What you will do:
Make an exact copy of the listing, without images.

Data section:
━━━━━━

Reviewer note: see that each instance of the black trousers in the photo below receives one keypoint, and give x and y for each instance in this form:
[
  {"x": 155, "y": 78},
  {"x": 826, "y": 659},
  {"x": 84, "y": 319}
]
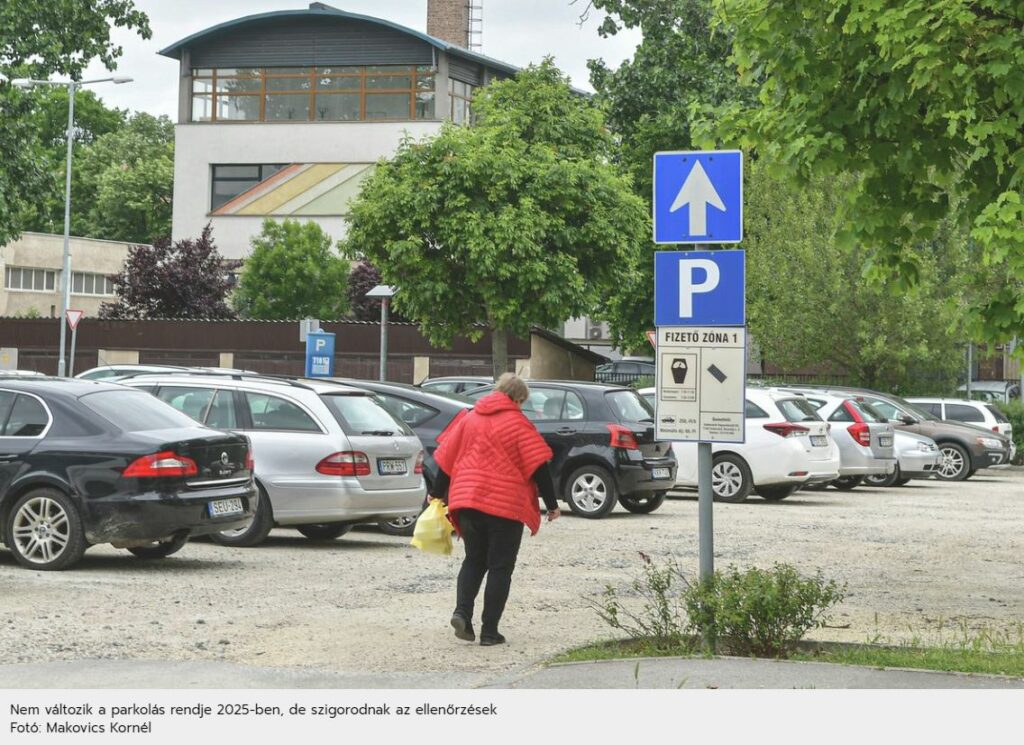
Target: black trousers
[{"x": 492, "y": 546}]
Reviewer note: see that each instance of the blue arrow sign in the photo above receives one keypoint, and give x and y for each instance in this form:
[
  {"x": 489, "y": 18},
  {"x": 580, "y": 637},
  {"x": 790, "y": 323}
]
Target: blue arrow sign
[{"x": 698, "y": 196}]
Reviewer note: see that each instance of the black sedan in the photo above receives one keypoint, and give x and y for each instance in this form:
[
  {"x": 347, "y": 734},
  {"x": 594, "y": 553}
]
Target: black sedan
[
  {"x": 602, "y": 437},
  {"x": 85, "y": 463}
]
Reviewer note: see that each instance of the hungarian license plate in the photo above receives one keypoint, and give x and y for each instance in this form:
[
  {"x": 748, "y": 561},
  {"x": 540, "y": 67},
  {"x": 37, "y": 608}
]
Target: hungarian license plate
[
  {"x": 222, "y": 508},
  {"x": 391, "y": 467}
]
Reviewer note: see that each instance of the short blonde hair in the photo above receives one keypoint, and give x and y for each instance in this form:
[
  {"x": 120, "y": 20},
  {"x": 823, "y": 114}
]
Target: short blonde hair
[{"x": 512, "y": 386}]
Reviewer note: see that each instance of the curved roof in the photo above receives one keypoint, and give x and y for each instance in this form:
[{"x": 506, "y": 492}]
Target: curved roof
[{"x": 321, "y": 10}]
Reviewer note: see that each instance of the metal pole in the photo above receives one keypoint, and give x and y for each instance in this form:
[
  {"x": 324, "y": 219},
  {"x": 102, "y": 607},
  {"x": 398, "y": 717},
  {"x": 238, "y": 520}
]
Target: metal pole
[
  {"x": 384, "y": 304},
  {"x": 71, "y": 361},
  {"x": 66, "y": 273}
]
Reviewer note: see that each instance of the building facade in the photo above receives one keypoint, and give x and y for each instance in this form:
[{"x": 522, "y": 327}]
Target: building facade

━━━━━━

Result for this exercise:
Reviewer note: see that each instance of the black trousers in the photo below receives one keypoint, and give x and y for each instance in this form:
[
  {"x": 155, "y": 78},
  {"x": 826, "y": 659},
  {"x": 84, "y": 319}
]
Target: black trousers
[{"x": 492, "y": 546}]
Reviewer note: see that each instance of the blue arrow sign in the photo above receives one keypoint, and give x and y for each instance in this form:
[
  {"x": 489, "y": 18},
  {"x": 580, "y": 637},
  {"x": 790, "y": 323}
]
Target: blue arrow sign
[{"x": 698, "y": 196}]
Reviewer note: see that each instance of the black sedan in the photo above receives one keypoint, and give x and y for each instance in this form:
[
  {"x": 347, "y": 734},
  {"x": 594, "y": 553}
]
Target: black sedan
[
  {"x": 602, "y": 437},
  {"x": 85, "y": 463}
]
Reviewer note: see that each instance of the hungarian license plate in the photo above receives one keypoint, and give x and y for each instance in this form:
[
  {"x": 748, "y": 561},
  {"x": 540, "y": 67},
  {"x": 37, "y": 608}
]
Target: hungarian license plate
[
  {"x": 222, "y": 508},
  {"x": 391, "y": 467}
]
Reviewer note: see that each instance of the short blonde hair in the photo above receives one keypoint, and give x and y for each instance in this form:
[
  {"x": 120, "y": 20},
  {"x": 823, "y": 114}
]
Target: short blonde hair
[{"x": 512, "y": 386}]
Reviewer note: see that each instance of the curved roof in the photo above receives one keypoint, and give x and y for each instance in this form:
[{"x": 506, "y": 492}]
Target: curved roof
[{"x": 321, "y": 10}]
Reviewer note: see that each instance of the metal pole in the photo above receives one keypoint, and give x and y for each instance in this form:
[
  {"x": 324, "y": 219},
  {"x": 102, "y": 607},
  {"x": 398, "y": 717},
  {"x": 238, "y": 520}
]
Target: metal pole
[
  {"x": 384, "y": 304},
  {"x": 71, "y": 361},
  {"x": 66, "y": 273}
]
Reviewer note: see that each instance of the building facade in the photo above receives one keypoint, and give x and y for each instance in this form:
[{"x": 522, "y": 327}]
Target: building facade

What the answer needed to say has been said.